<<<<

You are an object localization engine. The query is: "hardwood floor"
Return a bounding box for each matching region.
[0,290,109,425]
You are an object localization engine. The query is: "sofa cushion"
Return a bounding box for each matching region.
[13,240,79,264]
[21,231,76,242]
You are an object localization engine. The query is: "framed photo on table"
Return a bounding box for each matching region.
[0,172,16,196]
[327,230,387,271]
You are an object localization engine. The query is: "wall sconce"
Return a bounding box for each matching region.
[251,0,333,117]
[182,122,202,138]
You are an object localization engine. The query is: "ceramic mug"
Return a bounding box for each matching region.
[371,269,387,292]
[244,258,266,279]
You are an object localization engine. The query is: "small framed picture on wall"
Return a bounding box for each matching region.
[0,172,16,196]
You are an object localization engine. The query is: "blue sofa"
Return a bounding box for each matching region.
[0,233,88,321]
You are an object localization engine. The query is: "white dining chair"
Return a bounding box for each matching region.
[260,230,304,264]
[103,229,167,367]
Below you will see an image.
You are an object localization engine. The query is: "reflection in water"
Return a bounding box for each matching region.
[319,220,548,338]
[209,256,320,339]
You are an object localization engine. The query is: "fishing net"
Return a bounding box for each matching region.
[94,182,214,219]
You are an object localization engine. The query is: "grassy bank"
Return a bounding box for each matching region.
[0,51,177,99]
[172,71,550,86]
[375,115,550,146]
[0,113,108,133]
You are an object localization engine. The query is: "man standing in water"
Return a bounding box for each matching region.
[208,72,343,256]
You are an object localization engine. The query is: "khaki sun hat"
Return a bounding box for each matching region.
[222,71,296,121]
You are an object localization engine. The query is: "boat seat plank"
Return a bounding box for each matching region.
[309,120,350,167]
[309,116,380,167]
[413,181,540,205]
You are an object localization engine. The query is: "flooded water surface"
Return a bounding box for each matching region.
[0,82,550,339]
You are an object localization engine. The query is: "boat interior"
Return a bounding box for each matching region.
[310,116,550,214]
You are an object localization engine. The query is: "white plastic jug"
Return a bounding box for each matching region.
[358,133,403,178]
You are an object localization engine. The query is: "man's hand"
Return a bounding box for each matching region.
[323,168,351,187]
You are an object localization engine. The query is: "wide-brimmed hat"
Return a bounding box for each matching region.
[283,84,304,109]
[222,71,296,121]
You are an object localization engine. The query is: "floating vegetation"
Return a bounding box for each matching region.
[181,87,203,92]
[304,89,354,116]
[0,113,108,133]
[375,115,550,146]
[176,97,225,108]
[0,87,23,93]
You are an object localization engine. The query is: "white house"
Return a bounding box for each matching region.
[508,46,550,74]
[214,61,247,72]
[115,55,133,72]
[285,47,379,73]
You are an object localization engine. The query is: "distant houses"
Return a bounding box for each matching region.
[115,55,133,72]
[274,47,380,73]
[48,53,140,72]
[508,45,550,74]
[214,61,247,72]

>>>>

### Short exercise
Put the items above into a two-column CSV headed input and output, one row per item, with the item's full text under input and its answer under output. Wrap each field in double quotes and replace every line break with a space.

### Solution to this problem
input,output
"You are an object localization engine. The query is: ""hardwood floor"" Return a bounding box for each matching region.","[0,290,109,425]"
"You are an object localization engine. The query is: ""sofa cushion"" Return a bounding box for each matching region.","[13,240,79,264] [21,231,76,242]"
"You are an object localization engine. The query is: ""framed photo on table"" Return a bounding box for each matching region.","[0,172,16,196] [327,230,387,271]"
"You are an object localization engine. The query is: ""wall sconce"" Return a bounding box for each matching region.","[251,0,333,117] [182,122,202,138]"
"You are an object localization engine. The query is: ""ceramic mug"" Return a bounding box for each matching region.","[371,269,387,292] [244,258,266,279]"
"You are an object localization engine. The query is: ""small framed picture on wall"" Return a bounding box for each matching region.","[0,172,16,196]"
"You are an object localization engine. The query is: ""blue sofa"" Return a bounding box for each matching region.","[0,233,88,321]"
"You are an object localization engine. The query is: ""white dining chair"" Return a bounding box for each matching region.","[260,230,304,264] [103,229,167,367]"
"Below you will see an image. You are an object localization engine. The query is: ""reflection in water"" Return a bounding box for each matching region.","[319,220,548,338] [209,256,320,339]"
"You are an object localization engine. The query is: ""fishing net"" Return a bounding box for each matching region.","[94,182,214,219]"
"You are an object localization engine. The query is: ""grassy bank"" Return a bounding box for each matching region.","[0,51,177,99] [172,71,550,86] [375,115,550,146] [0,113,108,133]"
"You are an object localization engine. The query is: ""man standing in water"" Return a bounding box for each matching region.","[208,72,343,256]"
"You are an object localization engine. The query is: ""khaki sun hat"" Return a bounding box for each matching region.","[222,71,296,121]"
"You are an object localization engine. The query is: ""boat seat plank"" Return a bounding box for each matching region.","[309,120,350,167] [309,116,380,167] [413,181,540,205]"
"You are an object localization engine. The query is: ""flooded water surface"" Return a bounding box for each matching region.","[0,82,550,339]"
"You are an object localization engine. The query is: ""boat interior"" Return a bounding box for each matching region.","[310,116,550,214]"
"You are an object localization engine. The query is: ""white plastic jug"" Return a bounding box for each matching region.","[358,133,403,178]"
"You are an object localization engine. The query is: ""man's hand"" Return a bounding box for each matching region.","[323,168,351,187]"
"You are an object localization engine. The query is: ""wide-brimmed hat"" Return a bounding box for each matching region.","[283,84,304,109] [222,71,296,121]"
"You are an object localization engine. The query is: ""floating vegetation"" Return a bounding box for each matching region.","[181,87,203,92] [304,89,354,116] [0,113,108,133] [375,115,550,146] [176,97,225,108] [0,87,23,93]"
"You are an object localization engine. The query is: ""white house"" Return a bounding box for each matching region.","[508,46,550,74] [214,61,247,72] [115,55,133,72] [285,47,379,73]"
"You are an object localization engine. The query is: ""distant houses"" Return a bounding box for each matching region.","[115,55,133,72] [274,47,380,73] [48,53,140,72] [508,45,550,74] [214,61,247,72]"